## Dataset records
%%

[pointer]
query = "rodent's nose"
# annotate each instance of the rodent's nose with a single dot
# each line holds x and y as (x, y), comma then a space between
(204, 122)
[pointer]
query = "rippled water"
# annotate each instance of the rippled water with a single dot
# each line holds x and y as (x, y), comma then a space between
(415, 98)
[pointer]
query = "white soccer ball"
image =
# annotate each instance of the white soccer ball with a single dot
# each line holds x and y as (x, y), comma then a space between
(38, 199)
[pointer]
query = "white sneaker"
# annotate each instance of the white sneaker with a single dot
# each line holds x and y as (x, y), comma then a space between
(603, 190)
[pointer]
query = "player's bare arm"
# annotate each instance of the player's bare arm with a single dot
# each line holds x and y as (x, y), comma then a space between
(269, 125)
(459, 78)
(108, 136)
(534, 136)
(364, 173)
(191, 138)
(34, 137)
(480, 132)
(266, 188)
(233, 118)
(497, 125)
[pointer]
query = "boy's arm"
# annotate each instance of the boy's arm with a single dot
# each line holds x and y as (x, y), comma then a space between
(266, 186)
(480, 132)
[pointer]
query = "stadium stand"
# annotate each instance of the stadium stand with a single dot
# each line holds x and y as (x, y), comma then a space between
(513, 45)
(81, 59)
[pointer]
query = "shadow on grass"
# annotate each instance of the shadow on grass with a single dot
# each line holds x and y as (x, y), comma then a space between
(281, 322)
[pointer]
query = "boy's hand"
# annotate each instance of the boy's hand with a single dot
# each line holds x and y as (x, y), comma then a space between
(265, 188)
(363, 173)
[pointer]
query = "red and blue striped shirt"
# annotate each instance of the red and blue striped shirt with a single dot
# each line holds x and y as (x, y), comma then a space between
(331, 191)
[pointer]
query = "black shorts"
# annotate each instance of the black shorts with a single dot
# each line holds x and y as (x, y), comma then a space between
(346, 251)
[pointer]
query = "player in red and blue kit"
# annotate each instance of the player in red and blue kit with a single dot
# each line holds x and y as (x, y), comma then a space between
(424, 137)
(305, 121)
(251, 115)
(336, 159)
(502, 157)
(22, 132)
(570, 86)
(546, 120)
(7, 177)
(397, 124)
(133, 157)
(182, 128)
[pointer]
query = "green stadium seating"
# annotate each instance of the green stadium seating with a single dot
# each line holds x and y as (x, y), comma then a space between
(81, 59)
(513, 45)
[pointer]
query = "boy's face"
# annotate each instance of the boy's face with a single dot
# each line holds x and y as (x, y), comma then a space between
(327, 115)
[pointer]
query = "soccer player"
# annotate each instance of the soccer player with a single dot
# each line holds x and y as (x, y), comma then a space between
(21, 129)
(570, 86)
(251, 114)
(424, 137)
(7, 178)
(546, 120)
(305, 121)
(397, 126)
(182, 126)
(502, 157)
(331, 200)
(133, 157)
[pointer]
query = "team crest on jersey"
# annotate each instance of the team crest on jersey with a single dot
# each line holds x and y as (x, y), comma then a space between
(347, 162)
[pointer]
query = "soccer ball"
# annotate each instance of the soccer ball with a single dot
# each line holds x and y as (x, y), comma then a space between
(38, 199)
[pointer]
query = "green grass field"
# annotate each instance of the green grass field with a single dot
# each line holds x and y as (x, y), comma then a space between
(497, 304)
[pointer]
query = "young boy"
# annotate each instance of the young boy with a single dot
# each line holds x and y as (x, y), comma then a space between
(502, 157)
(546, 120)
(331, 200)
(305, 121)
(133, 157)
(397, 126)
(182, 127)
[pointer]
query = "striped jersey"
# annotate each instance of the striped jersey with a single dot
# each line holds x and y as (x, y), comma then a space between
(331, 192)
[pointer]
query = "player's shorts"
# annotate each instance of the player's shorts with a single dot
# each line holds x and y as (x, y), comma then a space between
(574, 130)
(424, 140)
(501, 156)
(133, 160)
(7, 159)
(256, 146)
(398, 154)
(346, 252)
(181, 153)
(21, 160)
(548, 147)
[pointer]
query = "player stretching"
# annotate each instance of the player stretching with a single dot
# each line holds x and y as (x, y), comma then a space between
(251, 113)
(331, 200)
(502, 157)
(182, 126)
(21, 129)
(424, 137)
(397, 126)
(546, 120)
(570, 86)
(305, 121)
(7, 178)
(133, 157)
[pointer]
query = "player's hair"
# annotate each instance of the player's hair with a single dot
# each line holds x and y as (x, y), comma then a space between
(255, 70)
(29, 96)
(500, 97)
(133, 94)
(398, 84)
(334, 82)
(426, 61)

%%

## Exercise prompt
The answer should be the complete set of records, printed exactly.

## Answer to the exercise
[pointer]
query = "rodent's nose"
# annotate each instance of the rodent's nose with a single dot
# each line holds x and y as (x, y), comma then a space between
(204, 122)
[pointer]
query = "rippled water"
# annotate each instance of the rippled water with a single dot
# each line holds x and y as (x, y), comma then a space between
(415, 98)
[pointer]
query = "white soccer ball"
image =
# annotate each instance of the white soccer ball with a single dot
# each line holds x and y as (x, y), comma then a space between
(38, 199)
[pointer]
query = "white sneaker"
# annotate each instance of the white sneaker with a single dot
# each line holds x and y as (x, y), comma then a space between
(603, 190)
[pointer]
query = "player's bare arm"
# annotate each instance of the player's bare arm with a single dot
# each line holds x and y as (x, y), comma then a space between
(269, 125)
(459, 78)
(108, 136)
(534, 136)
(364, 173)
(191, 138)
(34, 137)
(480, 132)
(266, 188)
(233, 118)
(497, 125)
[pointer]
query = "boy's arm"
# annotate each instance of the boy's arm with a single dot
# each line holds x and y as (x, y), comma then a space between
(266, 186)
(480, 132)
[pointer]
query = "stadium stand"
# annotate each instance of the stadium stand with a single dot
# each line holds x and y as (x, y), comma then a space between
(513, 45)
(81, 59)
[pointer]
query = "shadow on grass"
# annotate each instance of the shadow on grass with a single dot
# each line holds x and y as (x, y), comma then a space between
(281, 322)
[pointer]
query = "boy's hand"
# annotate each instance of the boy's hand with a single dot
# each line holds x and y as (x, y), comma then a space between
(265, 188)
(363, 173)
[pointer]
query = "red and blue striped shirt"
# annotate each instance of the red and blue striped shirt with a single dot
# each line holds x and y as (x, y), comma then a space between
(331, 191)
[pointer]
query = "black shorts"
# annotate each instance of the black shorts with a single dot
# each line holds x and y as (x, y), comma then a space between
(346, 251)
[pointer]
query = "player in red and blue kit"
# annotate each instance of the player in red and blue kit with a single dot
# each line holds x and y as (x, y), comma then a space between
(424, 137)
(305, 121)
(251, 115)
(336, 159)
(502, 157)
(22, 132)
(570, 86)
(546, 120)
(7, 177)
(397, 124)
(133, 157)
(182, 128)
[pointer]
query = "green stadium seating"
# annotate each instance of the green stadium seating with a single dot
# each line holds x and y as (x, y), comma then a space between
(81, 59)
(513, 45)
[pointer]
query = "boy's face"
# annotate each instance of the boy's face with a single dot
# each line holds x and y as (x, y), comma then a space between
(327, 115)
[pointer]
query = "soccer player"
# annotate each instance of the soccer player with a single dot
# each line holds x and y as (x, y), comma then a space between
(21, 129)
(570, 86)
(251, 114)
(424, 137)
(7, 178)
(546, 120)
(305, 121)
(397, 126)
(182, 126)
(502, 157)
(331, 200)
(133, 157)
[pointer]
query = "team crest on jersey"
# annotate each instance of the team crest on jersey with a single dot
# each line holds x and y as (x, y), comma then a space between
(347, 162)
[pointer]
query = "soccer ball"
# annotate each instance of the soccer ball with a single dot
# each line holds x and y as (x, y), comma then a space between
(38, 199)
[pointer]
query = "green grass field"
# annotate each instance of the green grass field with a single dot
# each line holds x and y as (x, y), comma then a space between
(497, 304)
[pointer]
query = "young boy"
# annotate each instance of the young boy with a single dot
# each line holds x and y as (x, y), comma then a space between
(502, 157)
(546, 120)
(331, 200)
(305, 121)
(133, 157)
(397, 126)
(182, 127)
[pointer]
query = "striped jersey"
# annotate each instance of the striped jersey with a single dot
# each line holds x and y as (x, y), comma then a space between
(331, 192)
[pointer]
query = "player's shorts"
# annotate each instance of the player's shorts with a single dot
# each line holds x and y as (x, y), comma then a space between
(574, 130)
(424, 140)
(501, 156)
(133, 160)
(7, 159)
(256, 146)
(398, 154)
(346, 252)
(181, 153)
(21, 160)
(548, 147)
[pointer]
query = "player stretching"
# annotate each instance of the player stretching with a single dot
# each line holds x and y as (x, y), comma then a space between
(251, 113)
(331, 200)
(502, 157)
(182, 126)
(21, 129)
(424, 137)
(397, 126)
(546, 120)
(570, 86)
(305, 121)
(7, 178)
(133, 157)
[pointer]
query = "player's hair"
# annotate each instance of the player's hair with a single dot
# each line holds x and y as (x, y), comma then a space between
(255, 70)
(29, 96)
(500, 97)
(133, 94)
(398, 84)
(334, 82)
(426, 61)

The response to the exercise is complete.